*** PROVIDED INFORMATION
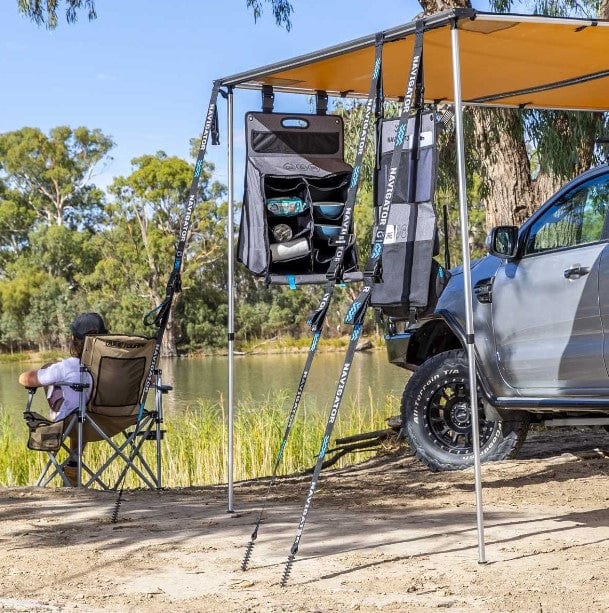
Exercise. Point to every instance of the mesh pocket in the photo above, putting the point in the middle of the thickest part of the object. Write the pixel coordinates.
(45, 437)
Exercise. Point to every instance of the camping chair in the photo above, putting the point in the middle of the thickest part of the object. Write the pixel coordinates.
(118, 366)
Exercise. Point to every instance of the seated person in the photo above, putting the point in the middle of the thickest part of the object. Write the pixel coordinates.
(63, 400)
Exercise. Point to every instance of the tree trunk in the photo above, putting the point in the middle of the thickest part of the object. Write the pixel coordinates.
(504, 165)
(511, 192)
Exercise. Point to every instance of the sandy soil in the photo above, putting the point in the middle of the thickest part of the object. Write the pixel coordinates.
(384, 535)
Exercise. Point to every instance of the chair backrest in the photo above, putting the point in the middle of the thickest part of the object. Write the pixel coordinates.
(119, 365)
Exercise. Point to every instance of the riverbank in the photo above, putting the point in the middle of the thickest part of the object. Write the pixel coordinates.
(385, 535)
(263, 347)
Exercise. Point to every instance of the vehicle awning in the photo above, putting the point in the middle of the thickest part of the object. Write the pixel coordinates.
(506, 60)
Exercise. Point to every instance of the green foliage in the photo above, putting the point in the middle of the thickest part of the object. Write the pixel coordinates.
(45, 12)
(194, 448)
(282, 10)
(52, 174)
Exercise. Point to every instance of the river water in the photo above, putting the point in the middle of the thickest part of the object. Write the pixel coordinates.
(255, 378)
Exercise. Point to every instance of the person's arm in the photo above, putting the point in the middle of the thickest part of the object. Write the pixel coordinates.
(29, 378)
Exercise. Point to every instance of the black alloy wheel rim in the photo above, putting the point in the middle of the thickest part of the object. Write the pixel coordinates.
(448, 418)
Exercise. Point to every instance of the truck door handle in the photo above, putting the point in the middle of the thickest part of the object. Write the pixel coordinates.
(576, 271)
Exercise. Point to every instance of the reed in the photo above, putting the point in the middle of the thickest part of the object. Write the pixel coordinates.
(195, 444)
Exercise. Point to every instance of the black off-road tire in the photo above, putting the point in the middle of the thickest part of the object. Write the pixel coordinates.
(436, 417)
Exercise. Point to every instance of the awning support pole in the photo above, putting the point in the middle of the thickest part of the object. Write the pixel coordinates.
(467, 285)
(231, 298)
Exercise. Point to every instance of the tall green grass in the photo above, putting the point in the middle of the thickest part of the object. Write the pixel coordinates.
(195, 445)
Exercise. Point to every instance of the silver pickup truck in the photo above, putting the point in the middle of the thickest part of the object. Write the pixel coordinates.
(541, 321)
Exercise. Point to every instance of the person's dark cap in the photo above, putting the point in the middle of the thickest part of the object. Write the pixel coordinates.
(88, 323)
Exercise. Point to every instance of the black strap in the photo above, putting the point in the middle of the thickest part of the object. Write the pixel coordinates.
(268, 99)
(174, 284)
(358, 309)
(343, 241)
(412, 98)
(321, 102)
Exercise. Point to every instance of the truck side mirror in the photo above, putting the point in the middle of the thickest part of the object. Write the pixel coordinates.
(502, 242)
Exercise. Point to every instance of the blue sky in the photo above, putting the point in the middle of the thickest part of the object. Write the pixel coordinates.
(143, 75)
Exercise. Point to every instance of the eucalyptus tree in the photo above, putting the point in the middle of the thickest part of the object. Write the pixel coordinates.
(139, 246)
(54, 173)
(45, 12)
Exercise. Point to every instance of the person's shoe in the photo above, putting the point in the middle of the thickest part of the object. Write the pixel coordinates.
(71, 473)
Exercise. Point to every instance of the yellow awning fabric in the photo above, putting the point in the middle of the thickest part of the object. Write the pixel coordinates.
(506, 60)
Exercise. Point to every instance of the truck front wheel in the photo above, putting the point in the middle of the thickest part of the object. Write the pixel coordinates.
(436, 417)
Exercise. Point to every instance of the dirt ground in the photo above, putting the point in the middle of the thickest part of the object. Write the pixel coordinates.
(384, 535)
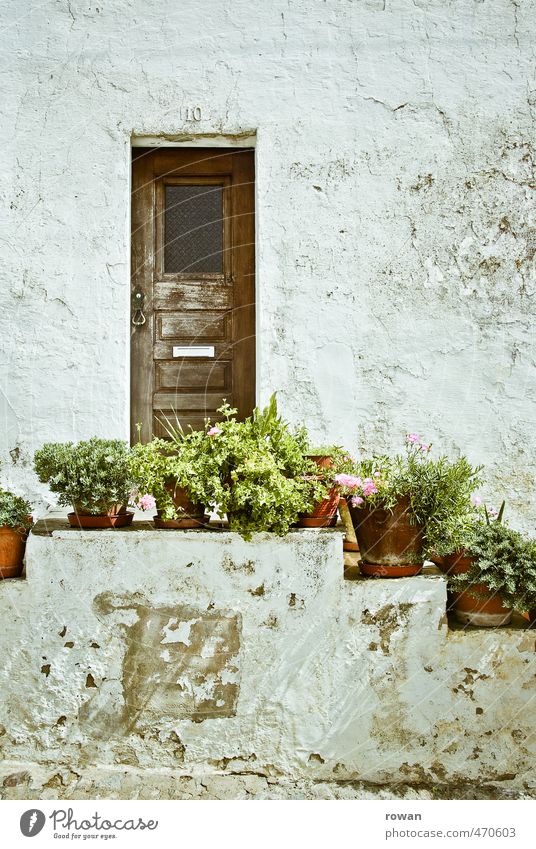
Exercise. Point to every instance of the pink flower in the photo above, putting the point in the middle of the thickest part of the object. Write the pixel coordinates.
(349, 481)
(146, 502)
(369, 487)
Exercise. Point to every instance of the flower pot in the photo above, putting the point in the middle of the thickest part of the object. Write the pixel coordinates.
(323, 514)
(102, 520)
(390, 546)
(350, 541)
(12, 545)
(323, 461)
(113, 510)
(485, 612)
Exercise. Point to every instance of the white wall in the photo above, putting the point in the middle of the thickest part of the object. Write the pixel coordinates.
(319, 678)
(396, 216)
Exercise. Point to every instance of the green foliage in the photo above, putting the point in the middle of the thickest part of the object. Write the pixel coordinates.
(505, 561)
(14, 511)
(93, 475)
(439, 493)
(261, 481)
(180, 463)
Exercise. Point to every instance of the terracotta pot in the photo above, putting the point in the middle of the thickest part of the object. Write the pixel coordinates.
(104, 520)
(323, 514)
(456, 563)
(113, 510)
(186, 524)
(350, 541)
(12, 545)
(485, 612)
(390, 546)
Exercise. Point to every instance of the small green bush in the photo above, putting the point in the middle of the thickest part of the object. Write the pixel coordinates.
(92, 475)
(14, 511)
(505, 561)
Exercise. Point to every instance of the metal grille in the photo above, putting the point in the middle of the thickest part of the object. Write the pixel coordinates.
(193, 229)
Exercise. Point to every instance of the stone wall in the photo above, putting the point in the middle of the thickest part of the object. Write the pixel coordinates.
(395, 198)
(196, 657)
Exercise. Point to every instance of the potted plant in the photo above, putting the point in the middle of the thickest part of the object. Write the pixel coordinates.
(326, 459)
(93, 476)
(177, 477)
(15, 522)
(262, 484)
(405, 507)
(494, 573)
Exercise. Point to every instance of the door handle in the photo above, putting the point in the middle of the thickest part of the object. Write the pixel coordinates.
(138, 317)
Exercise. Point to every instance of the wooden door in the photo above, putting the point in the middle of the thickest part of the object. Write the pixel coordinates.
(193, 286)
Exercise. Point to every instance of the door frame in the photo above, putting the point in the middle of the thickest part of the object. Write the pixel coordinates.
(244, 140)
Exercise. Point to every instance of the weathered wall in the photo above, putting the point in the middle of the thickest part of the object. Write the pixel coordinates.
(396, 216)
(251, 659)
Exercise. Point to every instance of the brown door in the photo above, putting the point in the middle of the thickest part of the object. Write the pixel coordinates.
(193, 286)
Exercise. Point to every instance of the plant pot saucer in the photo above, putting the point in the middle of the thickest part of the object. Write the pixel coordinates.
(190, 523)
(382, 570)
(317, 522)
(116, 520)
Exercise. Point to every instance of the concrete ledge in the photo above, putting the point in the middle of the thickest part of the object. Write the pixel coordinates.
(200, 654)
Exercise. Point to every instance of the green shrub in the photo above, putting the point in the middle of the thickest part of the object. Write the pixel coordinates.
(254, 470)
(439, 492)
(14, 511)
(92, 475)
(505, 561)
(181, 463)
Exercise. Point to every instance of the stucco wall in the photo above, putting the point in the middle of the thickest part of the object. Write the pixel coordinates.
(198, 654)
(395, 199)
******
| DIRECTIONS |
Write out the records above exactly as they appear, leaving out any pictures.

| SOLVED EXERCISE |
Exercise. Point to every instance of the mesh pocket in the photo above, putting the point in the middle of the thickest part of the object. Write the pixel coordinates.
(45, 437)
Exercise. Point to every instance of the camping chair in the photo above, putting the point in the middle of the thickest part of the object. Write the pixel coordinates.
(118, 366)
Exercise. Point to every instance of the seated person in the photo above, putting the point in the middle of the thickest part of the object. Write the pixel coordinates.
(63, 400)
Exercise. Point to every instance of the tree trunk in the photo above, putting the point in the middle of the thickest part of the object. Write the pixel coordinates.
(504, 165)
(511, 192)
Exercise. Point to every instance of the sandy soil in the photo above, putting the point in the middle of the thickest part of the object. Write the pixel coordinates.
(384, 535)
Exercise. Point to every instance of the chair backrest in the photo above, putting the point in the middle of the thickest part of the object. Write the pixel coordinates.
(119, 365)
Exercise. Point to every instance of the riverbank in the photo above, putting the point in the middle of the thickest part of the object. Write the pixel coordinates.
(385, 535)
(263, 347)
Exercise. Point to every instance of the vehicle awning in the photo above, putting the point in the middle of the thickest part of the object. Write the pixel coordinates.
(506, 60)
Exercise. Point to every instance of the green foliage in the photo above, putting the point in the middle of the thickest part of the object. Write the pixel coordinates.
(45, 12)
(194, 448)
(282, 10)
(52, 174)
Exercise. Point to every instance of the river water in the photo above, putting the point in the middle of the thickest part of the object. Write the pixel coordinates.
(255, 378)
Exercise. Point to every instance of the person's arm in the photo above, putting the point in the middle of the thickest part of the object. Write the pixel coordinates.
(29, 378)
Exercise. Point to every instance of the black alloy wheel rim in the photo above, putting the point in the middle of the thickest part of the object. Write the pixel coordinates.
(448, 418)
Exercise. Point to every instance of the truck door handle in the photo above, putting the point in the middle of the thickest part of the object. Write the pixel coordinates.
(576, 271)
Exercise. Point to every instance of the reed in the photo above, putting the point in the middle of the thickest part of the object. Write the pixel coordinates.
(195, 444)
Exercise. Point to every instance of the black off-road tire in the photo above, putting the point in the middle of the thickest part of the object. Write the pixel coordinates.
(436, 417)
Exercise. Point to every instance of the awning support pole in the photo above, putting the point in the middle of the thickest part of the object. Write the pixel coordinates.
(467, 285)
(231, 298)
Exercise. Point to every instance of the tall green grass in the photo above, putting the point in the middle of the thickest part of the object. Write the pixel coordinates.
(195, 445)
Exercise. Point to every instance of the silver pickup truck in the photo above, putting the point in the middle of the thickest part of the object. Write the pixel coordinates.
(541, 321)
Exercise. Point to every instance of the person's dark cap in the photo above, putting the point in the middle of the thickest part of the object. Write the pixel coordinates.
(88, 323)
Exercise. Point to every instance of the black strap in the photo above, putting the point in the middle of the thickest part of the object. Write the pixel coordinates.
(268, 99)
(174, 284)
(358, 309)
(343, 241)
(412, 98)
(321, 102)
Exercise. Point to every instance of the truck side mirror in the photo above, putting the point in the middle of the thickest part of the object. Write the pixel coordinates.
(502, 242)
Exercise. Point to every instance of the blue sky in the photo above, putting the point in the middle of the thickest part of the object. Write the pixel coordinates.
(143, 75)
Exercise. Point to every instance of the eucalyptus tree in the photo above, putting the point in the middle of the thickest part of the object. Write the pixel coordinates.
(139, 246)
(54, 173)
(45, 12)
Exercise. Point to every instance of the person's shoe in the photo above, putting the point in the middle of the thickest part of the object. Write the pixel coordinates.
(71, 473)
Exercise. Point to every instance of the yellow awning fabric in the photo above, putting the point in the middle of the thickest part of the object. Write the pixel coordinates.
(506, 60)
Exercise. Point to every instance of the truck front wheel in the photo above, putting the point in the middle of the thickest part of the object. Write the pixel coordinates.
(436, 417)
Exercise. Point to every instance of the dirt ground in the photo above, putting the point in the middle of the thickest part of the object. Write the pixel coordinates.
(384, 535)
Exercise. Point to every instance of the pink flower in the photo above, putting the point in the middle of the thickest part of the object. Write the pixel coordinates.
(349, 481)
(146, 502)
(369, 487)
Exercise. Point to every instance of the flower pot in the photo above, putting the point in the middle of the thickest part of the object. Write the pixel coordinates.
(323, 514)
(102, 520)
(390, 546)
(350, 541)
(12, 545)
(323, 461)
(113, 510)
(485, 612)
Exercise. Point to every instance of the white wall in the photo above, putting the point in the middle of the thickest part of the object. Write the pixel coordinates.
(319, 678)
(396, 216)
Exercise. Point to every instance of the green foliage in the photo above, putting the point in the middle of the thickest part of the object. Write the pixel coordinates.
(505, 561)
(14, 511)
(93, 475)
(439, 493)
(261, 481)
(180, 463)
Exercise. Point to every instance of the terracotta pot in the photo above, putting the point in the middle of the thickest part of the object. Write the pixel coordinates.
(104, 520)
(323, 514)
(456, 563)
(113, 510)
(186, 524)
(350, 541)
(12, 545)
(485, 612)
(390, 546)
Exercise. Point to every instance of the small green bush in the photo above, putting the point in the middle of the thickest part of the object. Write the pixel coordinates.
(92, 475)
(14, 511)
(505, 561)
Exercise. Point to every instance of the metal grille in the photo above, putting the point in the middle of the thickest part of the object. Write the pixel coordinates.
(193, 229)
Exercise. Point to every instance of the stone wall in the photo above, putting the point in the middle of the thickest part of the object. Write the pixel coordinates.
(395, 198)
(196, 657)
Exercise. Point to every instance of the potted plant in the photo above, putting the point in the middle of the thickest part of the object. Write the pixel coordinates.
(326, 459)
(93, 476)
(177, 477)
(15, 522)
(262, 484)
(405, 507)
(494, 573)
Exercise. Point to every instance of the door handle in the photo above, putting the point in the middle of the thickest part of the object. Write the pixel coordinates.
(138, 317)
Exercise. Point to every instance of the wooden door in the photo above, putting the point in the middle of the thickest part of the object. Write the pixel coordinates.
(193, 286)
Exercise. Point to every instance of the door frame in the photo above, putting the point in the middle of the thickest part of the object. Write the pixel coordinates.
(244, 140)
Exercise. Point to every instance of the weathered wall in the photo above, putting the point in the middle of the thickest part of the object. Write the pixel coordinates.
(396, 216)
(251, 659)
Exercise. Point to every instance of the brown door in the photo above, putting the point in the middle of the thickest part of the object. Write the pixel coordinates.
(193, 286)
Exercise. Point to every instance of the plant pot saucer in the photo above, putting the point in the middle of the thickest part of the object. Write the pixel coordinates.
(190, 523)
(382, 570)
(317, 522)
(116, 520)
Exercise. Point to every instance of the concrete ledge in the photo above, putting the point in the middle of the thickest part of the object. Write the pixel coordinates.
(200, 654)
Exercise. Point to every instance of the green shrub in the photo above, putting the point in the middle of the thickest part of the object. Write the pixel coordinates.
(254, 470)
(439, 492)
(14, 511)
(92, 475)
(505, 561)
(181, 463)
Exercise. Point to every instance of the stucco wall in the photo above, putting the point in the middle of the thickest part of the object. Write the pixel coordinates.
(198, 654)
(395, 199)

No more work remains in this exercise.